Вскоре после этого разговора Шемякин уехал в Нью-Йорк — там снимался фильм о нем. Вдруг звонок из Парижа:
— Миша, я потрясен! Просматриваю все (Шемякин накануне закончил серию рисунков «Чрево Парижа») и пишу. Каждое четверостишье буду читать тебе по телефону.
Так, потрясенный произведениями двух мастеров кисти, мастер слова писал балладу — «Тушеноши» («Михаилу Шемякину — под впечатлением от серии "Чрево"»).
АЛЕКСАНДР ГАЛИЧ
Если брать наших самых крупных поэтов-песенников, то есть Окуджаву, Галича и Высоцкого, я лично вижу Высоцкого на первом месте.
Андрей Синявский
15 декабря 1977 года в своей парижской квартире погиб Александр Галич. Согласно официальной версии обстоятельства смерти были случайными и нелепыми. В этот день ему доставили из Италии стереосистему «Грюндиг», в которую входил магнитофон, телевизор и радиоприемник. Мало знакомый с техникой Галич, не дожидаясь специалистов, стал подключать только что доставленную радиоаппаратуру, перепутал гнезда на задней стенке телевизора и коснулся цепей высокого напряжения. Его ударило током. Для сердца, перенесшего три инфаркта, это оказалось смертельным. Властями перед женой — Ангелиной Николаевной — вопрос был поставлен ребром: если вы признаете его смерть несчастным случаем, то получите на радио «Свобода» пожизненную ренту, если нет — не получите ничего.
22 декабря в переполненной русской церкви на рю Дарю произошло отпевание. На нем присутствовали писатели, художники, общественные деятели, друзья и почитатели, многие из которых прибыли из-за границы — например, из Швейцарии, Норвегии. Только из России, которую Галич любил с сыновней нежностью, не приехал никто. Вдова Галича получила большое количество телеграмм, в том числе и из СССР — от А.Сахарова, «ссыльных» А.Марченко и Л.Богораз.

____________________

Перескажите кратко в виде списка абзац исходного фрагмента, начинающийся словами «15 декабря 1977 года в своей парижской квартире», сохранив его основные факты.

____________________

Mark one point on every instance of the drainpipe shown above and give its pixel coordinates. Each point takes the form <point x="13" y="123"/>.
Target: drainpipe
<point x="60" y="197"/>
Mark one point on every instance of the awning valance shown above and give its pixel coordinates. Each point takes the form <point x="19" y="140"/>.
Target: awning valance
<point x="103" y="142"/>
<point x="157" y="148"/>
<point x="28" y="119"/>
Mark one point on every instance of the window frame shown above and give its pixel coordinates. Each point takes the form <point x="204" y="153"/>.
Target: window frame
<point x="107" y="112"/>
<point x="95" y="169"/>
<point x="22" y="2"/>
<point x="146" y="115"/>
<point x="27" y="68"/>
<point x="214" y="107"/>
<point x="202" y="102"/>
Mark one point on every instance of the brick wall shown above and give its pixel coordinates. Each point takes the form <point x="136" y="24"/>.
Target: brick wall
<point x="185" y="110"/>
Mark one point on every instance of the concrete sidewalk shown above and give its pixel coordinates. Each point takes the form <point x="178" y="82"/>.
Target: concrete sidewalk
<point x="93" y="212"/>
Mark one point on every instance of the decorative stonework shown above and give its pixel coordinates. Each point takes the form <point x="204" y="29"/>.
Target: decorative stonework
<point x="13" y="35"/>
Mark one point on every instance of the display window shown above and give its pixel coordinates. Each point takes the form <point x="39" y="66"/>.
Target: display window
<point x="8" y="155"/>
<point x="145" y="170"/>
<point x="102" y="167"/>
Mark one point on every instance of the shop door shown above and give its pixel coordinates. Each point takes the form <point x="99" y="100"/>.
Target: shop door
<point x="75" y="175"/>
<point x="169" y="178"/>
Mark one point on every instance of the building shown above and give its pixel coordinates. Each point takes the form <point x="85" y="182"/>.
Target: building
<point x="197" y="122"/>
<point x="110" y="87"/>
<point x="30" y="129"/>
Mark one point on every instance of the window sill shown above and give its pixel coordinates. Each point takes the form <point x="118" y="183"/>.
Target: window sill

____________________

### Итоговый ответ:
- 15 декабря 1977 года Александр Галич погиб в своей парижской квартире; по официальной версии смерть была случайной.
- В тот день ему доставили из Италии стереосистему «Грюндиг» (магнитофон, телевизор, радиоприемник).
- Плохо знакомый с техникой, он не стал ждать специалистов, перепутал гнезда на задней стенке телевизора и коснулся цепей высокого напряжения.
- Удар током оказался смертельным для сердца, перенесшего три инфаркта.
- Власти поставили вдову, Ангелину Николаевну, перед выбором: признать смерть несчастным случаем и получить пожизненную ренту на радио «Свобода» или не получить ничего.